# PAGE EXTRACT start

Hi Dejan,

Le 2012-05-08 11:15, Dejan Muhamedagic a écrit :
> Hi Yves,
>
> On Fri, May 04, 2012 at 04:29:34PM -0400, Yves Trudeau wrote:
>> Hi Dejan,
>>    here's another modified patch for the mysql agent of the commit
>> version 4c18035 ([email protected]:y-trudeau/resource-agents.git branch
>> mysql-repl).  Following a comment of Keisuke, I put back the log level
>> for mysql_status in probe mode.
>
> Cool!
>
> So, according to the discussion at github, you insist that the
> replication IP needs to be specified in the node's static
> attributes. I'm not very happy with it, because it is a
> precedence, but I won't insist on it. Let's hope for the best.

Like we discussed today, I'll add a fallback to 'uname -n' if the IP 
attribute is not present for the node.

# PAGE EXTRACT end

◆ SET TASK
Continue the email reply above about the MySQL replication agent patch, picking up right after its last sentence.

# STORED DATA start

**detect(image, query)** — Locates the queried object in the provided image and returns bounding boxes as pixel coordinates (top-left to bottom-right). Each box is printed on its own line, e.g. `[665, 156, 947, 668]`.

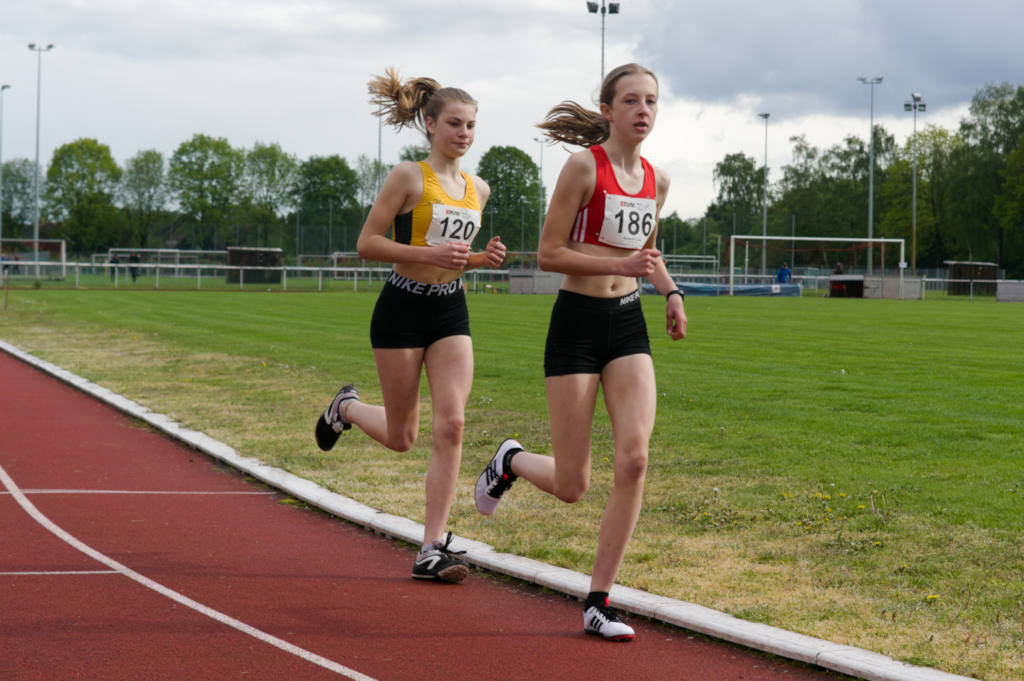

# STORED DATA end

◆ EXERCISE RESPONSE
>
> There are a few concerns which went unanswered so far:
>
> 1a. In case this attribute is not set, would replication fail
> properly (with an informative error message) or misbehave? It is
> not explicitely checked for existence in the code.
>
> 1b. Mori-san suggested to make this attribute optional and in
> case it doesn't exist just to use uname. That sounds like a good
> idea to me.
>

Agree

> 2. Is it possible/plausible to have more than one mysql
> instance? If so, then the attribute name should include the
> instance name. Say ${INSTANCE_NAME}_mysql_replication_IP or
> something to that extent. Also, it would make for a better
> looking configuration. "IP" doesn't really say much.

Yes, I just added that code for a customer.  I'll use 
${INSTANCE_NAME}_replication_info.

>
> 3. This attribute is part of the configuration and supposed to
> be setup by the user. Please document that in the meta-data.
>
> Cheers,
>
> Dejan
>
> P.S. Any chance of finishing this by Friday?

This Friday, yes, it should be possible.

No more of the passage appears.